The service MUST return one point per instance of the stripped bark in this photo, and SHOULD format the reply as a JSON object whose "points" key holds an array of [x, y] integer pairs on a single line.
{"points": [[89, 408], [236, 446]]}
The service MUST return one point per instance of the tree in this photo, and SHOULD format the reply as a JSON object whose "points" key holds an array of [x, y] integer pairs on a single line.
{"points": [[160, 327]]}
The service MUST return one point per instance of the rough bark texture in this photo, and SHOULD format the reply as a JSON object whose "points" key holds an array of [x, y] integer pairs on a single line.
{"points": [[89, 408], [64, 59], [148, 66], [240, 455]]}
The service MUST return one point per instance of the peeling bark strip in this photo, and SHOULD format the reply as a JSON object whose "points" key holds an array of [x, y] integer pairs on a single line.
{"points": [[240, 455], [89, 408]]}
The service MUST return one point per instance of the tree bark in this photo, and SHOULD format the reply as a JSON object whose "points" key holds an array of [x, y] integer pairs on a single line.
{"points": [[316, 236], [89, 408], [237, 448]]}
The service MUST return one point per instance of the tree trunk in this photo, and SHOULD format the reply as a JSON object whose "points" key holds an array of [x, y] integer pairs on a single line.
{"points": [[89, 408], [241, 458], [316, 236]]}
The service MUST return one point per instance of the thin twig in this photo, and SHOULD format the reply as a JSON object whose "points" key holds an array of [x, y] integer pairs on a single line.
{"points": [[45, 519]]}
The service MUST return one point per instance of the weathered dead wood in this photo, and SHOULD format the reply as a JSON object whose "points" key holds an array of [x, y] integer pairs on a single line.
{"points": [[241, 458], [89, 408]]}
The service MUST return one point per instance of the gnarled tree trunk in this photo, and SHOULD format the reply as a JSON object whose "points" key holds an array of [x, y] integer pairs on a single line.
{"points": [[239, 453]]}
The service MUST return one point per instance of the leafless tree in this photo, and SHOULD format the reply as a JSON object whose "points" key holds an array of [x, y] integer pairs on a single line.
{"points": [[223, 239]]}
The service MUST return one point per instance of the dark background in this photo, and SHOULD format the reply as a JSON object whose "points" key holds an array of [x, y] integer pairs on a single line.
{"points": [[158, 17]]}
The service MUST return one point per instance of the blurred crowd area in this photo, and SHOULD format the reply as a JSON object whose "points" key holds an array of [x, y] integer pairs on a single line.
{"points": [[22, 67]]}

==========

Can you arrange all of the data above as a JSON list of strings, with one string per line and no blank lines?

§ **Final answer**:
[
  "The service MUST return one point per instance of the stripped bark in this photo, and SHOULD format the reply as a JSON object whose \"points\" key holds an array of [x, y] integer pairs on a single line.",
  "{\"points\": [[89, 408], [236, 446]]}",
  "The service MUST return one point per instance of the tree in this photo, and SHOULD format the reply as a JSON object whose \"points\" key holds an array of [x, y] integer pairs on a single line.",
  "{\"points\": [[160, 327]]}",
  "The service MUST return one point per instance of the rough bark texture in this photo, and SHOULD format the reply as a JSON object whose \"points\" key holds an array of [x, y] integer pairs on a single line.",
  "{\"points\": [[89, 408], [64, 59], [148, 66], [240, 455]]}",
  "The service MUST return one point per instance of the peeling bark strip in this photo, and SHOULD format the reply as a JSON object whose \"points\" key holds an array of [x, y] integer pairs on a single line.",
  "{\"points\": [[240, 455], [89, 408]]}",
  "The service MUST return one point per instance of the tree bark in this photo, and SHOULD format the reply as a JSON object whose \"points\" key holds an array of [x, y] integer pairs on a single line.",
  "{\"points\": [[316, 236], [89, 408], [237, 448]]}",
  "The service MUST return one point per instance of the tree trunk in this photo, and SHOULD format the reply as a JSON object whose \"points\" key holds an array of [x, y] integer pairs on a single line.",
  "{\"points\": [[89, 408], [241, 458], [316, 236]]}",
  "The service MUST return one point per instance of the thin twig in this photo, and SHOULD format the reply as a JSON object whose \"points\" key holds an array of [x, y] integer pairs on a single line.",
  "{\"points\": [[45, 519]]}",
  "The service MUST return one point per instance of the weathered dead wood in this photo, and SHOULD format the reply as a JSON object whose \"points\" key holds an array of [x, y] integer pairs on a single line.",
  "{\"points\": [[241, 458], [89, 408]]}",
  "The service MUST return one point per instance of the gnarled tree trunk in this photo, and SHOULD format the reply as a JSON object whose \"points\" key holds an array of [x, y] integer pairs on a single line.",
  "{\"points\": [[239, 453]]}",
  "The service MUST return one point per instance of the leafless tree in this photo, and SHOULD format the reply as a JSON object whose \"points\" key holds an array of [x, y] integer pairs on a single line.",
  "{\"points\": [[223, 239]]}",
  "The service MUST return one point per instance of the dark background in this photo, and SHOULD format the reply as a JSON object whose \"points\" key holds an array of [x, y] integer pairs on a single line.",
  "{\"points\": [[158, 17]]}",
  "The service MUST return one point per instance of the blurred crowd area in this photo, and SHOULD format the reply as a JSON object whose \"points\" key holds an array of [x, y] integer pairs on a single line.",
  "{\"points\": [[22, 67]]}"
]